## [Task to carry out]
Retype, without alteration, each line from the line containing "pink stripe, put" to the final line of the records.

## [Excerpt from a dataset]
= = = = =
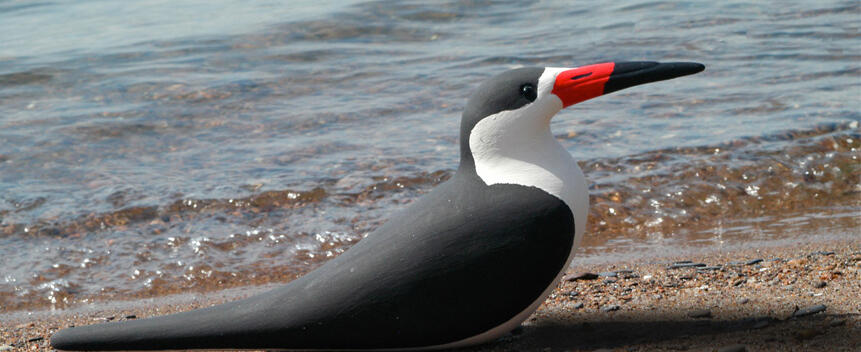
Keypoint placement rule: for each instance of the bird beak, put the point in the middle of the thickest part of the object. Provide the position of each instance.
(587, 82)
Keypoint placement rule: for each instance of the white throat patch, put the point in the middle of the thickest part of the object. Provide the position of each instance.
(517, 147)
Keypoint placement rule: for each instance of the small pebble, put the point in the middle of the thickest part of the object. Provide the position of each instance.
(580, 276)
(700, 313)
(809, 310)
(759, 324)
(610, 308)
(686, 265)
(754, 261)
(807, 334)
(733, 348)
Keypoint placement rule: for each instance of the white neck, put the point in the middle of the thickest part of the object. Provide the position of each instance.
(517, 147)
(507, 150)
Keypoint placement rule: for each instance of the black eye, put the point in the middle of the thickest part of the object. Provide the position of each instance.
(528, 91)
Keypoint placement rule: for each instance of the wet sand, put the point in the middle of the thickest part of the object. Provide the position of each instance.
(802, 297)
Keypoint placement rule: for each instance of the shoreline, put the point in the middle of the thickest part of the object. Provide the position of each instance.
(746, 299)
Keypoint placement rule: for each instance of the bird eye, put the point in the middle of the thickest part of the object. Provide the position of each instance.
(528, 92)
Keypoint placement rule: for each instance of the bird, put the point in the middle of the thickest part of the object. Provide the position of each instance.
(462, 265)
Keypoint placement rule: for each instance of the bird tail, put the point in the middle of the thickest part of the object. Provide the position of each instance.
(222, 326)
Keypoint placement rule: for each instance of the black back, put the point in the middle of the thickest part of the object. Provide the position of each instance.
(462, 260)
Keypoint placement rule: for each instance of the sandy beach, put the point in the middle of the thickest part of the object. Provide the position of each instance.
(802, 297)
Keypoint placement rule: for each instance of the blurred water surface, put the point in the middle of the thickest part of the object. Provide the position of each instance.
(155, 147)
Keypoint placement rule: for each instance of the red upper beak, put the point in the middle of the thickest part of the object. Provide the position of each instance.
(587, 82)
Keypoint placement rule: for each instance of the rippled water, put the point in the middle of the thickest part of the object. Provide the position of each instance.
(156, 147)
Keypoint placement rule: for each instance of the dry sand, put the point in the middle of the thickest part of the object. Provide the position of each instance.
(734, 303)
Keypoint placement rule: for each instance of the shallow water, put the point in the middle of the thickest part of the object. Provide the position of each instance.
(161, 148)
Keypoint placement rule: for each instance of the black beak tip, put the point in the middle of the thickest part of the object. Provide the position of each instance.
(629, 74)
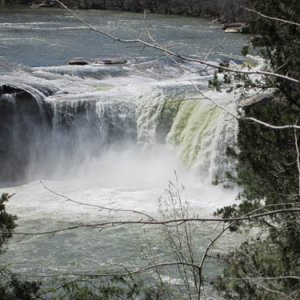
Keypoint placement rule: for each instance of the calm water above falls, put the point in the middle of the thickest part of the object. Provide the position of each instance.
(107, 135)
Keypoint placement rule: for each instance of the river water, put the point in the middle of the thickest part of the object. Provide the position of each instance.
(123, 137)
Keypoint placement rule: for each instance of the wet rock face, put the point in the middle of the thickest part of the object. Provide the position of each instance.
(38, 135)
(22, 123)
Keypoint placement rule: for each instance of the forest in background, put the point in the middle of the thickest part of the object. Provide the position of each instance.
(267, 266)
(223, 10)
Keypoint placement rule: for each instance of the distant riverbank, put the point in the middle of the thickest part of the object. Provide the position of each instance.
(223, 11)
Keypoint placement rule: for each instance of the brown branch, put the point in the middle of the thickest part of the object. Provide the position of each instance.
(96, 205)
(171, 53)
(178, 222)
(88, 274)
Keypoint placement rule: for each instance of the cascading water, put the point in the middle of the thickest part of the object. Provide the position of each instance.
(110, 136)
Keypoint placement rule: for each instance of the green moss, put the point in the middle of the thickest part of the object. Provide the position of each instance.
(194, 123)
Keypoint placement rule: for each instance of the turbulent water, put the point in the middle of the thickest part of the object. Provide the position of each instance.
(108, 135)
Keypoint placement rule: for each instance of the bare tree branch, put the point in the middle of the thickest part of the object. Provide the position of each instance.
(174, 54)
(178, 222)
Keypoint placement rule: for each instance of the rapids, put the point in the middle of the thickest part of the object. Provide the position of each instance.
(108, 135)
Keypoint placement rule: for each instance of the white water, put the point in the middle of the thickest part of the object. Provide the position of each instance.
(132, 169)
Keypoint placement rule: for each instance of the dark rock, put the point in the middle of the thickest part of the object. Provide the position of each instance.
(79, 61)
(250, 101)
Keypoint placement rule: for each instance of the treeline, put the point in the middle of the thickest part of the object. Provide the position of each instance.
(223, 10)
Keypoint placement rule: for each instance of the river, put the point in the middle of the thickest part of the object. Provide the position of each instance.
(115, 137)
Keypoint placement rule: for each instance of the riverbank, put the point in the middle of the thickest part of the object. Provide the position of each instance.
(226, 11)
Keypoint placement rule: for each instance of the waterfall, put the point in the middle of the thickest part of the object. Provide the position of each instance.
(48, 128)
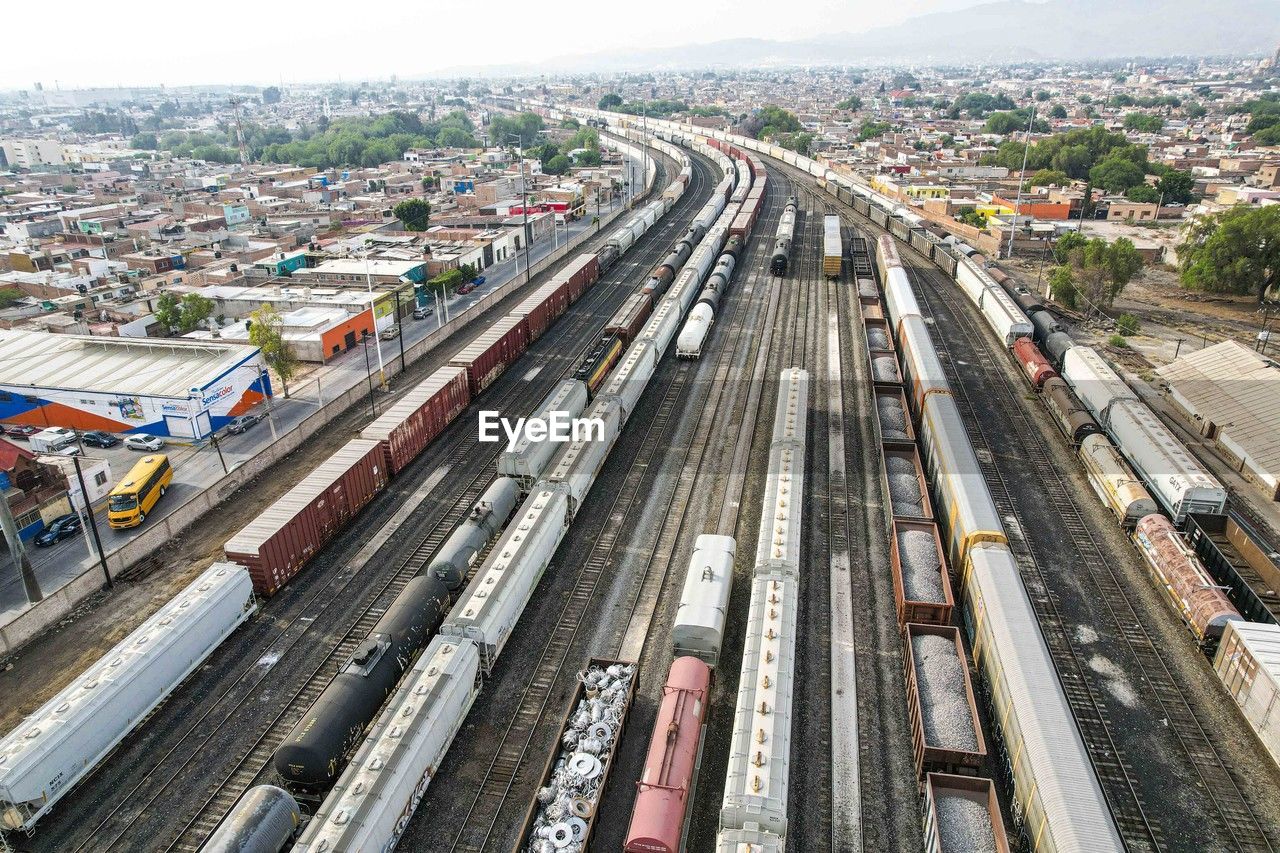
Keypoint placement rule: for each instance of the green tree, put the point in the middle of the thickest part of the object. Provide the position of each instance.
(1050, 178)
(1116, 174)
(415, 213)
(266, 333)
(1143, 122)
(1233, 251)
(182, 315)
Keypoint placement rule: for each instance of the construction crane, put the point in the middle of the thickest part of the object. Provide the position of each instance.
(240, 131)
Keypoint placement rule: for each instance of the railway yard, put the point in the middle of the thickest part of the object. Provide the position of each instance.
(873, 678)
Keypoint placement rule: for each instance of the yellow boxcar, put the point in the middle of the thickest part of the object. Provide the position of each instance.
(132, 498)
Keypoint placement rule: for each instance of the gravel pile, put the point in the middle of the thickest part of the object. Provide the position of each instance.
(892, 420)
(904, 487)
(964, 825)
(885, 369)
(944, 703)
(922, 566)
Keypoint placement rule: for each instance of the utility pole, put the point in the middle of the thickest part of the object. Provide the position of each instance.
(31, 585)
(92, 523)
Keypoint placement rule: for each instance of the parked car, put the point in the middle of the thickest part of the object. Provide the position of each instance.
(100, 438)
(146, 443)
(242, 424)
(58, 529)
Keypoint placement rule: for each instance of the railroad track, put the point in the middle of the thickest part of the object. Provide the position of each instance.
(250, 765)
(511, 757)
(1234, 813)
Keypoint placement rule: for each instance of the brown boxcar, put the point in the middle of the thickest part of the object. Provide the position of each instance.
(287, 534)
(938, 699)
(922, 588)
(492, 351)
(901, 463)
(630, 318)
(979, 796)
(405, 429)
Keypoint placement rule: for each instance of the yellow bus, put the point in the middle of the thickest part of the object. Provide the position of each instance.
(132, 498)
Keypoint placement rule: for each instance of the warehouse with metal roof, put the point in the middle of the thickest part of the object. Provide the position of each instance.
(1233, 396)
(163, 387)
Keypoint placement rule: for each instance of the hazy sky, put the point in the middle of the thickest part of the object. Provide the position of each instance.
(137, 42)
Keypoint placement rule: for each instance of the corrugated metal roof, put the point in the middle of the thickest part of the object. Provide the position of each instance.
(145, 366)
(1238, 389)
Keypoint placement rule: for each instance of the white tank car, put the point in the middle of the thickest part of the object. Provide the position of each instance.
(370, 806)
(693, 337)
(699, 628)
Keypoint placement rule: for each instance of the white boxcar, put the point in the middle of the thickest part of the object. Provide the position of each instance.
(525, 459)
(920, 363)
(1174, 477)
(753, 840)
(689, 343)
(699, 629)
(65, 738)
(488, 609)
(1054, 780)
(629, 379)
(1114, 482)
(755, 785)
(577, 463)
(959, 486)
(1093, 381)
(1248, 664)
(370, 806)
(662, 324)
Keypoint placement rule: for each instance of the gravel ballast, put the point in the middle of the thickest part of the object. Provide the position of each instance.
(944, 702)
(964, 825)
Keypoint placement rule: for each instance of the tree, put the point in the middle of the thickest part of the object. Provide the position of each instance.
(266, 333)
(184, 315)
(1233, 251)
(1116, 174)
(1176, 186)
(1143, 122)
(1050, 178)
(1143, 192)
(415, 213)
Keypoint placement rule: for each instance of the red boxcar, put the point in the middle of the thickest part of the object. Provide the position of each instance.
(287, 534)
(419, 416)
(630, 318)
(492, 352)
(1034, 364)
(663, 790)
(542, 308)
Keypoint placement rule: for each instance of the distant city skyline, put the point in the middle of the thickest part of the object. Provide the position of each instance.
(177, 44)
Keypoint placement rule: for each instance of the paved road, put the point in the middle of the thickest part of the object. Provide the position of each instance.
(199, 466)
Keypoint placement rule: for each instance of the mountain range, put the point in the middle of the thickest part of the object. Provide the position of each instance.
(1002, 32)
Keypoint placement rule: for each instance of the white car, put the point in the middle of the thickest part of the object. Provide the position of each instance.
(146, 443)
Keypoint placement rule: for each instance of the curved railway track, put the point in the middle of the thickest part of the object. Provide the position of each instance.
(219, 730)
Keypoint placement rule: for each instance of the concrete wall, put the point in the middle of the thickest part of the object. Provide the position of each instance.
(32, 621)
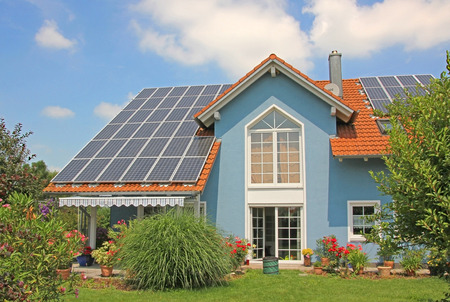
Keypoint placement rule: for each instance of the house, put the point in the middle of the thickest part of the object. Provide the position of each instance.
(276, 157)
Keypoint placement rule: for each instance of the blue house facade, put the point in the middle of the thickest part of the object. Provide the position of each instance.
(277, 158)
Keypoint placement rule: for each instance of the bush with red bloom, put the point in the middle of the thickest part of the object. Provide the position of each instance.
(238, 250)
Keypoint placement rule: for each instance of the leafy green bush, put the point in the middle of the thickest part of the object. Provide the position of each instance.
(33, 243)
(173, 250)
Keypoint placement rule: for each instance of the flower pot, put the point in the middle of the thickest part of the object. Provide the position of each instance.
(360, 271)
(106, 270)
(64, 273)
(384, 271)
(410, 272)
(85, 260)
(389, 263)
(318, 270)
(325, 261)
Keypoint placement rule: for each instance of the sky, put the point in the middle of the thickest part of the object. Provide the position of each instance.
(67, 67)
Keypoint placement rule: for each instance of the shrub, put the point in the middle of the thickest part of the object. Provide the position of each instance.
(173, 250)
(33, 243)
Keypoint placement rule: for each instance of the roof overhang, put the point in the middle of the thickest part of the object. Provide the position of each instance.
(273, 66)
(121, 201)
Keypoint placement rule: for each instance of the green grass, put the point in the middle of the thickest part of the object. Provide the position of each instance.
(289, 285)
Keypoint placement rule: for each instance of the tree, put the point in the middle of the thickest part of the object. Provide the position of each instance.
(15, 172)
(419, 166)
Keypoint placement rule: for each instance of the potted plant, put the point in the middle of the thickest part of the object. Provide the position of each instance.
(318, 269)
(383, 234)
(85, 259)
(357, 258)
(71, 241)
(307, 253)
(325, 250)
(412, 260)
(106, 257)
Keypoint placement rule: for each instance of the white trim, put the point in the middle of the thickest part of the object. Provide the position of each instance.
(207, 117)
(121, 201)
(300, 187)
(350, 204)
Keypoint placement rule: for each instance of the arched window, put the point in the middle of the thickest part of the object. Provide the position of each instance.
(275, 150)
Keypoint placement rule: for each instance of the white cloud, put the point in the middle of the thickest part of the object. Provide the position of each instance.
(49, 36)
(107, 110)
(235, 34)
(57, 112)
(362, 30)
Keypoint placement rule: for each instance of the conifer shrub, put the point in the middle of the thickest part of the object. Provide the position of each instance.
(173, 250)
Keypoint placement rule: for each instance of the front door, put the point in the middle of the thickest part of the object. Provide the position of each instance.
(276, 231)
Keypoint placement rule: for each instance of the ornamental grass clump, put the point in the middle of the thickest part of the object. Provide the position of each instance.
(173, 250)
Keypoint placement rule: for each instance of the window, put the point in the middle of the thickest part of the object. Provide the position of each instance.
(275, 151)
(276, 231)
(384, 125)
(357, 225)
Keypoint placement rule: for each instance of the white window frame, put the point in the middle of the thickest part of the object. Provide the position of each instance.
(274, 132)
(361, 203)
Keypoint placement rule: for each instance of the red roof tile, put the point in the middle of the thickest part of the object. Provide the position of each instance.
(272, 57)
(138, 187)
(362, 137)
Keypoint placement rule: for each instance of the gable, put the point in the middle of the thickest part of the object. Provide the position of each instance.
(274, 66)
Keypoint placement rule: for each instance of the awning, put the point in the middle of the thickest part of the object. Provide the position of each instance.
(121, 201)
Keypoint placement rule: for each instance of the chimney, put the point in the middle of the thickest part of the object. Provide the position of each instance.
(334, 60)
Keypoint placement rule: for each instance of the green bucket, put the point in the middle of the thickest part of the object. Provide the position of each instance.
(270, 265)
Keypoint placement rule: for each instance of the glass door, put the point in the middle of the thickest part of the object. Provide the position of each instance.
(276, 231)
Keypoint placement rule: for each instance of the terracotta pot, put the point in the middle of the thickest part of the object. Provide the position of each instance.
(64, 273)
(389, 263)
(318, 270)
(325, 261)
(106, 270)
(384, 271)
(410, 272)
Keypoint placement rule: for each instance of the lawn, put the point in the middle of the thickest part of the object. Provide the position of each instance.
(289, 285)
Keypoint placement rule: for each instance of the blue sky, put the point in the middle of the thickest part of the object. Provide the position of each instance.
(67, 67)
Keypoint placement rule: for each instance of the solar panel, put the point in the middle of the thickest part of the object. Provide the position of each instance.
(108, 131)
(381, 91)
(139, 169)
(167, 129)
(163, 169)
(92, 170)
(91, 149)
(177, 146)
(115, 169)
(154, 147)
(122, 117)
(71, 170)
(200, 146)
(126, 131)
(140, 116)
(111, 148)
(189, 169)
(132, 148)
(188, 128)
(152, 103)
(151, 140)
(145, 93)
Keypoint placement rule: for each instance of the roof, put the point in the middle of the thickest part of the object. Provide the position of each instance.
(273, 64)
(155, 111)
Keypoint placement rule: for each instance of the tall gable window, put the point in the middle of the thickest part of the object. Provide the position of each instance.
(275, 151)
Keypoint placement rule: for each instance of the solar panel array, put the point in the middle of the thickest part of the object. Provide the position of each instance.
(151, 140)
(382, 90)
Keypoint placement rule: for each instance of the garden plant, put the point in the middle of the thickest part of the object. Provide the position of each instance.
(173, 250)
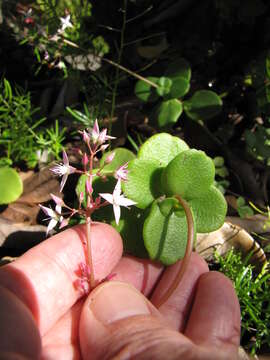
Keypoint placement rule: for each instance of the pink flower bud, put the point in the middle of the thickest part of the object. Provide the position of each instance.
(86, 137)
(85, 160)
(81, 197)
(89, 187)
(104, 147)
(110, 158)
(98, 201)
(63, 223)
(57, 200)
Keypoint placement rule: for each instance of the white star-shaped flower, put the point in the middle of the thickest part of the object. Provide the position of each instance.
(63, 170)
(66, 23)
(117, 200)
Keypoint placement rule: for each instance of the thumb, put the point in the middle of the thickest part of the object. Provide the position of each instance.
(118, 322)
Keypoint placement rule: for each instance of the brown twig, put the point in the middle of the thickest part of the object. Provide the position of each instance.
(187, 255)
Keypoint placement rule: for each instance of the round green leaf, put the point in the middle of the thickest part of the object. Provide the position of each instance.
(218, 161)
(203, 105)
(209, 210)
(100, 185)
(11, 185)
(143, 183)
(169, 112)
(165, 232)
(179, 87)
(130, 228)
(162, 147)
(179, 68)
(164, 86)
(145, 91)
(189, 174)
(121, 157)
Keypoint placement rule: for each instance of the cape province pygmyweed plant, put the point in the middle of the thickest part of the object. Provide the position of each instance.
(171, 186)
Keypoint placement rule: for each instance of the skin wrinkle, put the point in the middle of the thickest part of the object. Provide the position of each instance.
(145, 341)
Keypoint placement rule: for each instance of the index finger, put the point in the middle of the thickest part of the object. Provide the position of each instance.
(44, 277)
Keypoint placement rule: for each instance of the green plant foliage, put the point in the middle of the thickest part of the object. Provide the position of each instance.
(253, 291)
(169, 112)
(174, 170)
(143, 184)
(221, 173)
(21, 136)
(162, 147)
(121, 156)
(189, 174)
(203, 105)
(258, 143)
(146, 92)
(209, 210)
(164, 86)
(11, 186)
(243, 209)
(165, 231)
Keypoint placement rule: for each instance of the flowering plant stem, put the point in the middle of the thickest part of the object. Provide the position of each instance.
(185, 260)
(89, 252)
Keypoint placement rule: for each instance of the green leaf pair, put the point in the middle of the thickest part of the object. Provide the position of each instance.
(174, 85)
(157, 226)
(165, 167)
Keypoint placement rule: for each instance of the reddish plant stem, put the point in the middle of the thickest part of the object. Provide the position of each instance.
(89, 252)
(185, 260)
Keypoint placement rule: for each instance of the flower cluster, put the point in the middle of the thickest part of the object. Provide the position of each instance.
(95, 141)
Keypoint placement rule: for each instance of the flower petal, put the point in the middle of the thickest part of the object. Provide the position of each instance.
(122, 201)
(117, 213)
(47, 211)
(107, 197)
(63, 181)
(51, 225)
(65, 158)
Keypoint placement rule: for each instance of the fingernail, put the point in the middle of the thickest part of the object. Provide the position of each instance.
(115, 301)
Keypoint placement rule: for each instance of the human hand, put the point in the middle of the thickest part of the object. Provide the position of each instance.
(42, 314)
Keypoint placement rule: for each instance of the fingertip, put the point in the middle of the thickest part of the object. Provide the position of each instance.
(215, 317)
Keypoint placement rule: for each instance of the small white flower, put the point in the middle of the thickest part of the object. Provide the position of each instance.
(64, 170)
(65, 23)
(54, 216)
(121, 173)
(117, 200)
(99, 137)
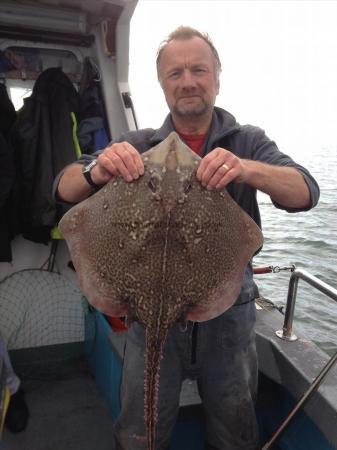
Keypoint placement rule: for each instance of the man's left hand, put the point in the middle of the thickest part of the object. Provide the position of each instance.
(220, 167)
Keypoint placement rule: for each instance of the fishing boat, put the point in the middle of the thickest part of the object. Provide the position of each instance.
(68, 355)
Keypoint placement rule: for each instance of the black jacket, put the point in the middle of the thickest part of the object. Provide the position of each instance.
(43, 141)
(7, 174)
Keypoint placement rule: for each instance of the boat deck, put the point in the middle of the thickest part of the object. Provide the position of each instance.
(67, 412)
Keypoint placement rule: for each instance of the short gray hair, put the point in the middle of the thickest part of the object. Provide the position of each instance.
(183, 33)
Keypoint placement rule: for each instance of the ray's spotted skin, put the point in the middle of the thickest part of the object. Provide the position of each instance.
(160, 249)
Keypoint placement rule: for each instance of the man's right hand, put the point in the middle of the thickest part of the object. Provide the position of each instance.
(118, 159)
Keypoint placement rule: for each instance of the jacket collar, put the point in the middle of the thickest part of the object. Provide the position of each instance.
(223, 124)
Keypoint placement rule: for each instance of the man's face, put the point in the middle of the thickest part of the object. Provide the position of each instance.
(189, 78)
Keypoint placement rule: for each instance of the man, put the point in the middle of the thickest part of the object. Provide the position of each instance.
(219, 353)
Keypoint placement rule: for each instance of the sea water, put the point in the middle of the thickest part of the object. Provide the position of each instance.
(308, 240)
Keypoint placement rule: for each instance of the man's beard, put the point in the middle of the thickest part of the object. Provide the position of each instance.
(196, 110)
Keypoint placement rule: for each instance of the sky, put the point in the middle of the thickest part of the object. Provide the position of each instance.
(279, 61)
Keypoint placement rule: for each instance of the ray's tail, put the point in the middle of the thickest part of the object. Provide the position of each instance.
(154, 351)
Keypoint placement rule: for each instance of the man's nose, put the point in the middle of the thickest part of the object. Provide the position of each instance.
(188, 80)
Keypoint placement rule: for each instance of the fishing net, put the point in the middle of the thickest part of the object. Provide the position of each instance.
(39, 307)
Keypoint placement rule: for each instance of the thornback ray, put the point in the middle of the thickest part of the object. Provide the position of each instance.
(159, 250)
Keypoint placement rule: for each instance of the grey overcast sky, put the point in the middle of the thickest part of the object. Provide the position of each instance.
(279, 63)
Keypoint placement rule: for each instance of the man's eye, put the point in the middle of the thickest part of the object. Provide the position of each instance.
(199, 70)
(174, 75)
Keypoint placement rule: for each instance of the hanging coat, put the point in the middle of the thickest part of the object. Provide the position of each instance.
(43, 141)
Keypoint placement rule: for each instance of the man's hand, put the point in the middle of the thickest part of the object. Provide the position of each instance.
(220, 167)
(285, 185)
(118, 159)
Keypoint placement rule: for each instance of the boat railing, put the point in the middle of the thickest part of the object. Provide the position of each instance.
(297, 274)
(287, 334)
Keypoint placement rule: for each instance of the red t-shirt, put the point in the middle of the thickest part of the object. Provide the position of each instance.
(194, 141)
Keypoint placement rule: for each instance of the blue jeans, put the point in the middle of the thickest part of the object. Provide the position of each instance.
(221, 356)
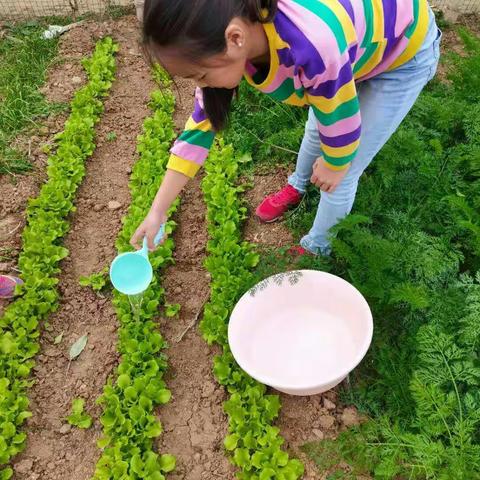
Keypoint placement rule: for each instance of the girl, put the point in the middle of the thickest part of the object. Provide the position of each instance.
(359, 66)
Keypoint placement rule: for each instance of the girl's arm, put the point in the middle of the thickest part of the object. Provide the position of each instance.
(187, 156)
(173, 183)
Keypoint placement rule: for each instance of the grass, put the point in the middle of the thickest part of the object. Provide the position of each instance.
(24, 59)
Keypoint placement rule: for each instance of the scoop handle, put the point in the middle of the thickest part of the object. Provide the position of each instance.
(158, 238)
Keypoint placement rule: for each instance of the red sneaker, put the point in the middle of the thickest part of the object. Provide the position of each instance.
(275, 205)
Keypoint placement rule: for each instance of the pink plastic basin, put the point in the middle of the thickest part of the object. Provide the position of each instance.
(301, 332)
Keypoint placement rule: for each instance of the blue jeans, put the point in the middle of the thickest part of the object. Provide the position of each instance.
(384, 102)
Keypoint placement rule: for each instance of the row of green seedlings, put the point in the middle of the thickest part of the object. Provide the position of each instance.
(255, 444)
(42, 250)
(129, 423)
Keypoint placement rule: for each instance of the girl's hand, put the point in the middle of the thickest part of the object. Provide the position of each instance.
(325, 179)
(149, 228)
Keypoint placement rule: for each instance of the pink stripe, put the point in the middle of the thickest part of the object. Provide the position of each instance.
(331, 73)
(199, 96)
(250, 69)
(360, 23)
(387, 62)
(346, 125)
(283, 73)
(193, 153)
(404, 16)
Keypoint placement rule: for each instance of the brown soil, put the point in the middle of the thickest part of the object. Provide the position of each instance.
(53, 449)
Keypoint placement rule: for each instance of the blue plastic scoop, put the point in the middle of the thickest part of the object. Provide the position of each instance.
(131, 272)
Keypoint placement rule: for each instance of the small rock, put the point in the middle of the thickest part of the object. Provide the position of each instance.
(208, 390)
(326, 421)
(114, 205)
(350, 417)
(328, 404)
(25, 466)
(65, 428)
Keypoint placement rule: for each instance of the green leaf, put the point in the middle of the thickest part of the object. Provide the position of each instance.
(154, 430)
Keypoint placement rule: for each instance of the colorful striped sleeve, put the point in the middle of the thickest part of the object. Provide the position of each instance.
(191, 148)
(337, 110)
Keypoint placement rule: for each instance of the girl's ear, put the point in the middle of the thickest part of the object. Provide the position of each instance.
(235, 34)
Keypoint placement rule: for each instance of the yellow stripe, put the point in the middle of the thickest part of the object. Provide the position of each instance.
= = = = =
## [Task output]
Keypoint placement rule: for each instance of the pink stripe, put the point in the middle of the thickest part of the object. Provide the position of each instance.
(331, 73)
(199, 96)
(250, 69)
(360, 23)
(387, 62)
(346, 125)
(283, 73)
(193, 153)
(404, 16)
Keypoint placement rule: for each instance of the brown soil, put the point in the middle of the thickest part of the object. Provide the position of each instance.
(53, 449)
Keypoint placement rule: for each instance of the blue plastic scoop, put the point in the middle of the thickest part of the object. Provide the position of each instance.
(131, 272)
Keypoint placement rule: for each instance of the small rock, put the point in the middle of the thickest part of the object. Provide the position of each instance.
(208, 390)
(326, 421)
(114, 205)
(350, 417)
(328, 404)
(25, 466)
(65, 428)
Keypoint placement rule: for each instance of the green leaf, put the point in the middle of the thickest part of the object. Provide the position of each instance.
(154, 430)
Keypoint placement rule: for each instance of the colorful striped sleeve, put the point in the middle of the thickest part of the object. Provide the position of each instance.
(191, 148)
(337, 110)
Keypoint placement rule: for each instance of the girl's ear, put the point in the middle of the thickest part of the object. Provide the position of each instance.
(235, 34)
Keypoint placement rule: for each instance of the yellow stripe, put the point in the middle of the thickest part of the object. Provide the position of each instance.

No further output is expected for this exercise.